[Extracted records]

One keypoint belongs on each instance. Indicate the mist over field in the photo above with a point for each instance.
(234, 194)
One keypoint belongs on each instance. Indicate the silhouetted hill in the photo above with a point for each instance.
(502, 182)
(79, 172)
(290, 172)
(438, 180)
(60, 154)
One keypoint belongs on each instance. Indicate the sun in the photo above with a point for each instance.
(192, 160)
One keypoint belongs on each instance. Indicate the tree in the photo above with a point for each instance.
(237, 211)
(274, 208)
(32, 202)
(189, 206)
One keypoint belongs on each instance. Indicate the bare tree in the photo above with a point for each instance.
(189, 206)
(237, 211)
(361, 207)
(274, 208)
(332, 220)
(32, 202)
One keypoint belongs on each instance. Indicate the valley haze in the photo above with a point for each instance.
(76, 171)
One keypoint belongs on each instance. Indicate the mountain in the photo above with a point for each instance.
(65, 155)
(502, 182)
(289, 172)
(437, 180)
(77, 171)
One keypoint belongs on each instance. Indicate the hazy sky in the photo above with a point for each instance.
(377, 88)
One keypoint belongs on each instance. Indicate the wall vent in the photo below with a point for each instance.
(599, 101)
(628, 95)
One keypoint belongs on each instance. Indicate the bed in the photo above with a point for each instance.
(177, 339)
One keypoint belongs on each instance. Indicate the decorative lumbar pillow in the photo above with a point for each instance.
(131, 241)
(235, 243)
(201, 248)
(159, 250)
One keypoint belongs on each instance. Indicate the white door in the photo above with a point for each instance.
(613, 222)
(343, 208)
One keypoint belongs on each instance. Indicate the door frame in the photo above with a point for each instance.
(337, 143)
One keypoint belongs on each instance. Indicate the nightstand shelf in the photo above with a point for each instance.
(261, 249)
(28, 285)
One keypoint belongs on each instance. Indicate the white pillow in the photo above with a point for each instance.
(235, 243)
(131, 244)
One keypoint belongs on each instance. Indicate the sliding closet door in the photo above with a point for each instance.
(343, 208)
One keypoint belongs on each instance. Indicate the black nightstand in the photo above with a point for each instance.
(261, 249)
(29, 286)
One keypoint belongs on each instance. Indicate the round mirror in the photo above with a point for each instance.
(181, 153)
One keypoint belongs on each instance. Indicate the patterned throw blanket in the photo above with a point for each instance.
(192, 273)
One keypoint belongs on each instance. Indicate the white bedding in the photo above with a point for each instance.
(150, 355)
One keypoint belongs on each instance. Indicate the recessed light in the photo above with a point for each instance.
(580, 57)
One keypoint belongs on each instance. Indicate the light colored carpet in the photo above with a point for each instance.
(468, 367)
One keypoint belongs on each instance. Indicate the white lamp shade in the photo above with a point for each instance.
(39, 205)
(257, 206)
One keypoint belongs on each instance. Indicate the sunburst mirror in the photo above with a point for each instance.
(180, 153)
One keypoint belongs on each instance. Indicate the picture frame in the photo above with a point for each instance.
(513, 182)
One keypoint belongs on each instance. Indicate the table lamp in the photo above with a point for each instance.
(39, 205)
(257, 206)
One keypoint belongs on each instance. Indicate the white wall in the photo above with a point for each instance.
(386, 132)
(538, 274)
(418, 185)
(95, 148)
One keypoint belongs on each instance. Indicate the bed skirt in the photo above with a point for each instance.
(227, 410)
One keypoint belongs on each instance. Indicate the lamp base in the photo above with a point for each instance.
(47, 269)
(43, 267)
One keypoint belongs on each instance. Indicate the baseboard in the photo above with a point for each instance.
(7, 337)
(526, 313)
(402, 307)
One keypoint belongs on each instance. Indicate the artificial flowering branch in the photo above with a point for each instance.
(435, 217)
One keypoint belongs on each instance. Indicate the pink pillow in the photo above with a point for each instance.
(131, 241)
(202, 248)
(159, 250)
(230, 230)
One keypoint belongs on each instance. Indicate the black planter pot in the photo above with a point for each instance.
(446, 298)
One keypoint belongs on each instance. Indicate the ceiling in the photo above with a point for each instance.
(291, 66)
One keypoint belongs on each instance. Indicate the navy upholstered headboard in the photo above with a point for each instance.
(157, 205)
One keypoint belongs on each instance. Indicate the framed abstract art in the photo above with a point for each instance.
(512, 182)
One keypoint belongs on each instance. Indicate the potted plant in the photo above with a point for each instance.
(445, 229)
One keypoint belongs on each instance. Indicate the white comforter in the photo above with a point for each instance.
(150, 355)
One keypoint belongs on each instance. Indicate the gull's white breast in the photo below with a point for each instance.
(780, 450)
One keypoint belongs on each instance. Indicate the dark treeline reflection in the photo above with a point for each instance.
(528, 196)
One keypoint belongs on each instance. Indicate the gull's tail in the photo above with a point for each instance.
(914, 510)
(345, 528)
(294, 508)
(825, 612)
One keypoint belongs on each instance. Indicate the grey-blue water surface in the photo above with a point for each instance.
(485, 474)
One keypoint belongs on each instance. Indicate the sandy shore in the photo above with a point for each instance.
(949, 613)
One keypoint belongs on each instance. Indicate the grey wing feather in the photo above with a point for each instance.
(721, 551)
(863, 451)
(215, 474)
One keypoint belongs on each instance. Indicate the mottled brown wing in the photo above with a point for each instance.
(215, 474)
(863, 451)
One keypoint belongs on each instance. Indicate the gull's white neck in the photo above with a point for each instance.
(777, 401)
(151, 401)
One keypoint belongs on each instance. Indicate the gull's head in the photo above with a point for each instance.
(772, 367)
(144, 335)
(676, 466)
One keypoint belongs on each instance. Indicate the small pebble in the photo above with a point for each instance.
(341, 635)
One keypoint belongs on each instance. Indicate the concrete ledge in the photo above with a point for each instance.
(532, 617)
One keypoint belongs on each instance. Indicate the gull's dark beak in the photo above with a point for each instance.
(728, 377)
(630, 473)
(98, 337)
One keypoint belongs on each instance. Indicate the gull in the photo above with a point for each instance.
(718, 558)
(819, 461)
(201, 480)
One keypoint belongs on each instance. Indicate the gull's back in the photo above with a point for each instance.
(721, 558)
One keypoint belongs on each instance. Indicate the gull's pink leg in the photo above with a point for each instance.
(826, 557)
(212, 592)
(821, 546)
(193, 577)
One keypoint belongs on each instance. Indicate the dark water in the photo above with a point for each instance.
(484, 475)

WRITTEN EXERCISE:
Locate the line with "One keypoint belongs on each instance. Indicate the gull's tail" in the entries above; extract it and every line after it, verbatim.

RESPONSE TO THIS TASK:
One keypoint belongs on each instance. Indicate the gull's tail in the photo above with a point for each instance.
(914, 510)
(345, 528)
(294, 508)
(825, 612)
One keypoint belongs on each instance. Indicate the grey-blue water surface in the photo above with a point for each instance.
(485, 474)
One keypoint belongs on each instance. Indicate the sandy shore in the photo above with a point for each instance.
(949, 613)
One keypoint belongs on each instance. Indicate the grey wing feather in the photo above with a point for each instance.
(721, 551)
(863, 451)
(215, 474)
One keypoint belongs on each instance. Indicate the mottled brown wing in the photo above with a point for each instance.
(215, 474)
(863, 451)
One keypoint belongs on each instance. Indicate the gull's white neck in the photo above with a point for each instance.
(777, 401)
(151, 401)
One keypoint belongs on each instance. Indicate the gull's head in the photo above with a point for each instance.
(772, 367)
(144, 335)
(676, 466)
One keypoint belongs on each instance. Indicate the small pebble in the photo above with a point for each instance.
(341, 635)
One keypoint belongs on each instance. Indicate the concrete ledge in the photo above with a point for each instance.
(532, 617)
One keypoint belongs on each instance. Indicate the gull's dark beak in the photo above with a point for each instance.
(728, 377)
(630, 473)
(98, 337)
One keypoint belongs on each instance. Indicate the gull in the photo above with a point for each instance.
(718, 558)
(819, 461)
(201, 480)
One keypoint belongs on each instance. Indicate the gull's back in the photo above with a point for each instance.
(721, 558)
One keypoint belongs on each instance. Indicate the gull's pink leg in the photo above with a point for each instance.
(826, 557)
(212, 592)
(821, 546)
(193, 577)
One keypoint belongs on each instance. Indicate the dark water in the photo above with a point for each instance.
(484, 475)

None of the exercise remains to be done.